**What to do:** Nothing other than an exact copy of the records should be returned.

**The data:**
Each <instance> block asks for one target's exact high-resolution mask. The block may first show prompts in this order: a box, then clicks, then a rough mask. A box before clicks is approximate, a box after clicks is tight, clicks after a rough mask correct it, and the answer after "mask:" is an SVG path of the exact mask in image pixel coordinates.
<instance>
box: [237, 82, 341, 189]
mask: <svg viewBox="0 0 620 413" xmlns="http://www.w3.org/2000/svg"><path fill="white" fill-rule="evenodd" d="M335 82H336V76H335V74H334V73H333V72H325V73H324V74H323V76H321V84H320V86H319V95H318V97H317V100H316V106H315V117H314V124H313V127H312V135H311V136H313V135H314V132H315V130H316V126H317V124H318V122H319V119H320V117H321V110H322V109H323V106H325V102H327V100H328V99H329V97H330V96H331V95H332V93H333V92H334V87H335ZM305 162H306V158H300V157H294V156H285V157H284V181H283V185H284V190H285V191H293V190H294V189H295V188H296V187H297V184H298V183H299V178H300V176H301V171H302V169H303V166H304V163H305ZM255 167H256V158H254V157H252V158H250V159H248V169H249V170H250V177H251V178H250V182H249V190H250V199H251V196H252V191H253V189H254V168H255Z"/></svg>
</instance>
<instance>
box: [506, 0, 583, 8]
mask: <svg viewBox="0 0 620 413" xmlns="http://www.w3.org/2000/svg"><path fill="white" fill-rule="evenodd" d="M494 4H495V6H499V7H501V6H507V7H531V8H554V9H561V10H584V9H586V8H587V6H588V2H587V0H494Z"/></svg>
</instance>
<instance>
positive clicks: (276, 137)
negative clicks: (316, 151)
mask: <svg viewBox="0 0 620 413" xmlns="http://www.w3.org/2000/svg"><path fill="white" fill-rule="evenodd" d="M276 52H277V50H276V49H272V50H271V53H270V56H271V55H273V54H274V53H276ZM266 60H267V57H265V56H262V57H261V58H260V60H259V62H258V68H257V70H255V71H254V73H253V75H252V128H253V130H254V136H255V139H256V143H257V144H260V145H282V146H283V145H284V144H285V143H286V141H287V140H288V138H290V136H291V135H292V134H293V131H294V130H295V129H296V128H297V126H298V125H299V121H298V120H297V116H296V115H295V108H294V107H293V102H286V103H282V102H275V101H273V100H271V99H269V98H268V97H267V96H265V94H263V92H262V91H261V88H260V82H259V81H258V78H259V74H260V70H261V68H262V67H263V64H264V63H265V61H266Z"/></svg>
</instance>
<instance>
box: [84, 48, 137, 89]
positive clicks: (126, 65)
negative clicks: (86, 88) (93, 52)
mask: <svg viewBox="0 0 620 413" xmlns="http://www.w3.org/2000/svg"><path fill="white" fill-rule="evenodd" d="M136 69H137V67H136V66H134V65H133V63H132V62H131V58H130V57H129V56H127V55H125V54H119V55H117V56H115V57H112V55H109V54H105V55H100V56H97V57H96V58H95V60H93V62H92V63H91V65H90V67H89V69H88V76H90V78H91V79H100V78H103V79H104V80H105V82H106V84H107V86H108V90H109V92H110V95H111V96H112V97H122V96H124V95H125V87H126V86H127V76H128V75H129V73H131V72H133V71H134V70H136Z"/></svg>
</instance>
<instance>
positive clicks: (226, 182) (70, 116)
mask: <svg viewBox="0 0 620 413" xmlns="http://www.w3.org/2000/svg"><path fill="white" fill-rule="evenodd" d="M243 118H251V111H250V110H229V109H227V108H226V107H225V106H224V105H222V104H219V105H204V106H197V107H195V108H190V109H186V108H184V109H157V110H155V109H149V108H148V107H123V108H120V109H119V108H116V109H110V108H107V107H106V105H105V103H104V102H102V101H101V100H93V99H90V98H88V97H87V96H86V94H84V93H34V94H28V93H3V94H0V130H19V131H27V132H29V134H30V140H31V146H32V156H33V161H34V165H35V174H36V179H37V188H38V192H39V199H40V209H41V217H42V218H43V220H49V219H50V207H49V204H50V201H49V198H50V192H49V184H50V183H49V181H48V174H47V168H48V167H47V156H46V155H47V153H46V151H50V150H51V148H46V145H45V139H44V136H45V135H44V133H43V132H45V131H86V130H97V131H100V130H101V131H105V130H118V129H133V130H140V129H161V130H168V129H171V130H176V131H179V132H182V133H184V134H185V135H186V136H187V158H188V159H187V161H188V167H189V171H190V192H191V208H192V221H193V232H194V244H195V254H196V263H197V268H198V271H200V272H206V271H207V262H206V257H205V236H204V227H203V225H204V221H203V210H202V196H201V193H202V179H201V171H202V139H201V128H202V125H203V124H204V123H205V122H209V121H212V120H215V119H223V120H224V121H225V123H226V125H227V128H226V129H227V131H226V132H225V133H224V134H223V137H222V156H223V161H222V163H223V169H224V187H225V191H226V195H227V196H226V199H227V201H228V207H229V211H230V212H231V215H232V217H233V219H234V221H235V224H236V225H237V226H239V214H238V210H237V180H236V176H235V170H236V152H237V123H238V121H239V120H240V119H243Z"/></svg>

**Solution for this exercise:**
Each <instance> block asks for one target's exact high-resolution mask. The block may first show prompts in this order: a box, then clicks, then a rough mask. A box before clicks is approximate, a box after clicks is tight, clicks after a rough mask correct it, and the answer after "mask:" is an SVG path of the exact mask in image pixel coordinates.
<instance>
box: [237, 82, 341, 189]
mask: <svg viewBox="0 0 620 413" xmlns="http://www.w3.org/2000/svg"><path fill="white" fill-rule="evenodd" d="M335 82H336V76H335V74H334V73H333V72H325V73H324V74H323V76H321V84H320V86H319V95H318V97H317V100H316V106H315V117H314V124H313V127H312V135H311V136H313V135H314V132H315V130H316V126H317V124H318V122H319V119H320V117H321V110H322V109H323V106H325V102H327V100H328V99H329V97H330V96H331V95H332V93H333V92H334V87H335ZM305 162H306V158H300V157H294V156H285V157H284V181H283V185H284V190H285V191H293V190H294V189H295V188H296V187H297V184H298V183H299V178H300V176H301V171H302V169H303V166H304V163H305ZM255 167H256V158H254V157H252V158H250V159H248V169H249V170H250V177H251V178H250V182H249V190H250V199H251V196H252V191H253V189H254V168H255Z"/></svg>
</instance>
<instance>
box: [506, 0, 583, 8]
mask: <svg viewBox="0 0 620 413" xmlns="http://www.w3.org/2000/svg"><path fill="white" fill-rule="evenodd" d="M494 4H495V6H499V7H501V6H507V7H531V8H554V9H561V10H584V9H586V8H587V6H588V2H587V0H494Z"/></svg>
</instance>
<instance>
positive clicks: (276, 137)
negative clicks: (316, 151)
mask: <svg viewBox="0 0 620 413" xmlns="http://www.w3.org/2000/svg"><path fill="white" fill-rule="evenodd" d="M276 52H277V50H276V49H272V50H271V53H270V56H271V55H273V54H274V53H276ZM266 60H267V57H265V56H262V57H261V58H260V60H259V62H258V68H257V70H255V71H254V73H253V75H252V128H253V130H254V136H255V139H256V143H257V144H260V145H282V146H283V145H284V144H285V143H286V141H287V140H288V138H290V136H291V135H292V134H293V131H294V130H295V129H296V128H297V126H298V125H299V121H298V120H297V116H296V115H295V108H294V107H293V102H286V103H282V102H275V101H273V100H271V99H269V98H268V97H267V96H265V94H263V92H262V91H261V88H260V82H259V81H258V78H259V74H260V70H261V68H262V67H263V64H264V63H265V61H266Z"/></svg>
</instance>
<instance>
box: [84, 48, 137, 89]
positive clicks: (126, 65)
negative clicks: (86, 88) (93, 52)
mask: <svg viewBox="0 0 620 413" xmlns="http://www.w3.org/2000/svg"><path fill="white" fill-rule="evenodd" d="M136 69H137V67H136V66H134V65H133V63H132V62H131V58H130V57H129V56H127V55H125V54H119V55H117V56H115V57H112V55H109V54H105V55H100V56H97V57H96V58H95V60H93V62H92V63H91V65H90V67H89V69H88V76H90V78H91V79H100V78H103V79H104V80H105V82H106V84H107V86H108V90H109V92H110V95H111V96H112V97H122V96H124V95H125V87H126V86H127V76H128V75H129V73H131V72H133V71H134V70H136Z"/></svg>
</instance>
<instance>
positive clicks: (226, 182) (70, 116)
mask: <svg viewBox="0 0 620 413" xmlns="http://www.w3.org/2000/svg"><path fill="white" fill-rule="evenodd" d="M243 118H251V111H250V110H229V109H227V108H226V107H225V106H224V105H222V104H219V105H204V106H197V107H195V108H190V109H186V108H184V109H157V110H155V109H149V108H148V107H123V108H120V109H119V108H116V109H110V108H107V107H106V105H105V103H104V102H102V101H101V100H93V99H90V98H88V97H87V96H86V94H84V93H34V94H28V93H3V94H0V130H19V131H27V132H29V134H30V140H31V146H32V156H33V161H34V165H35V174H36V179H37V188H38V192H39V199H40V209H41V217H42V218H43V220H49V219H50V207H49V204H50V201H49V198H50V192H49V184H50V183H49V181H48V174H47V168H48V167H47V156H46V155H47V153H46V151H50V150H51V148H46V145H45V139H44V136H45V135H44V133H43V132H45V131H86V130H97V131H100V130H101V131H105V130H118V129H133V130H140V129H161V130H168V129H171V130H176V131H179V132H182V133H184V134H185V135H186V136H187V158H188V159H187V161H188V167H189V171H190V192H191V208H192V221H193V232H194V244H195V254H196V263H197V268H198V271H200V272H206V271H207V262H206V257H205V236H204V227H203V225H204V221H203V210H202V196H201V193H202V179H201V171H202V139H201V128H202V125H203V124H204V123H205V122H209V121H212V120H215V119H223V120H224V121H225V123H226V125H227V128H226V129H227V131H226V132H225V133H224V134H223V137H222V156H223V161H222V163H223V169H224V187H225V191H226V195H227V196H226V199H227V201H228V207H229V211H230V212H231V215H232V217H233V219H234V221H235V224H236V225H237V226H239V214H238V210H237V180H236V176H235V170H236V152H237V123H238V121H239V120H240V119H243Z"/></svg>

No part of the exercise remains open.